> [DATA FOR THE TASK]
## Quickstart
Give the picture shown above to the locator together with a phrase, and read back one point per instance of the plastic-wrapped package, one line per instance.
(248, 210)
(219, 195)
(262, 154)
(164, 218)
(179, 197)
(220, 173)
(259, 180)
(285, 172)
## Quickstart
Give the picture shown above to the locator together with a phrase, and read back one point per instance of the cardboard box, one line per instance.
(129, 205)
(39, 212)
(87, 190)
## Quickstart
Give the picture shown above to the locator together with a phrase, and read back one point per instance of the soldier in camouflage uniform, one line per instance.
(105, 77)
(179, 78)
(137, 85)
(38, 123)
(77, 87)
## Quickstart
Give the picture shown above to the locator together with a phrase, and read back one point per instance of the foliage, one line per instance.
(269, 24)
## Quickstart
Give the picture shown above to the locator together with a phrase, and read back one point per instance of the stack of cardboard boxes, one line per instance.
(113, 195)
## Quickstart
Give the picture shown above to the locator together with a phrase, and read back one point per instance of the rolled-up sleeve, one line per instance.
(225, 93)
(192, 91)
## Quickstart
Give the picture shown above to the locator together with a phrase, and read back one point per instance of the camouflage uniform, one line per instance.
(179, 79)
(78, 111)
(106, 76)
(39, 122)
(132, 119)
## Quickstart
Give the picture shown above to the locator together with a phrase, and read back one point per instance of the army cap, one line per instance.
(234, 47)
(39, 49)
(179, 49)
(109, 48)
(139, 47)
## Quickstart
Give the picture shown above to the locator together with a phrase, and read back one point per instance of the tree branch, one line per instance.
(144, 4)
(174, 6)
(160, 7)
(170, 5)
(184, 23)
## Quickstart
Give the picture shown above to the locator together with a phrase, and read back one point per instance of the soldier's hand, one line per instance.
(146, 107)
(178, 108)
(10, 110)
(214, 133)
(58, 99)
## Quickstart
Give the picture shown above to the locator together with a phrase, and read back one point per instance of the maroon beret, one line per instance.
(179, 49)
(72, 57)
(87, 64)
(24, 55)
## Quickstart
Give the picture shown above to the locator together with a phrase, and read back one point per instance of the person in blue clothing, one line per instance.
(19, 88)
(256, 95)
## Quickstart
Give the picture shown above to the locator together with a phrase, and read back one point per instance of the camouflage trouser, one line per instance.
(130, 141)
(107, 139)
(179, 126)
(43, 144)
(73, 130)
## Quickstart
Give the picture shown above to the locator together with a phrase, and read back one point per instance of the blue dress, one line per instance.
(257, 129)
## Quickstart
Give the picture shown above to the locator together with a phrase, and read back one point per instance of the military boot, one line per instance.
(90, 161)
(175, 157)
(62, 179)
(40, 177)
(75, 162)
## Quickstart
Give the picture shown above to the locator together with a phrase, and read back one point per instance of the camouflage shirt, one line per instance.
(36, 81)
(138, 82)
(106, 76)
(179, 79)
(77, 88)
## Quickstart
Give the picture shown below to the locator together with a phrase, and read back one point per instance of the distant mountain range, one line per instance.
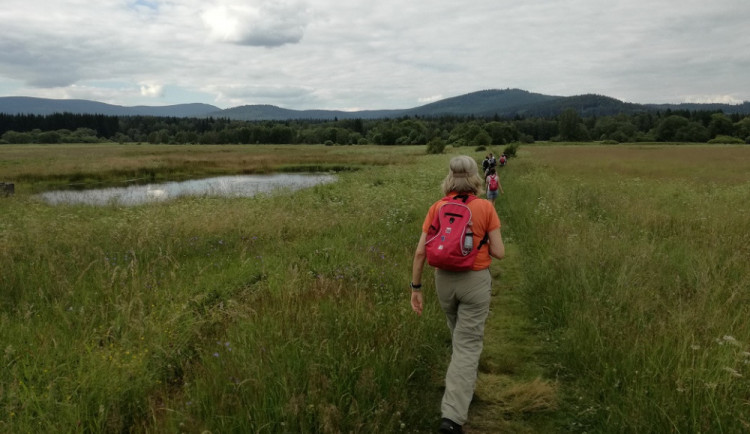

> [WHAT IS ASKED] Select every line above that contains the string "soldier", and copy each one in full.

> [PROBLEM SOLUTION]
Give the picture shown above to the locator together with a phrase, and read back one point per instance of the soldier in camouflage uniform, one line per instance.
Give the picture shown above to the locator together with a phrase, and read back one point per instance of the soldier's hand, one line per instance.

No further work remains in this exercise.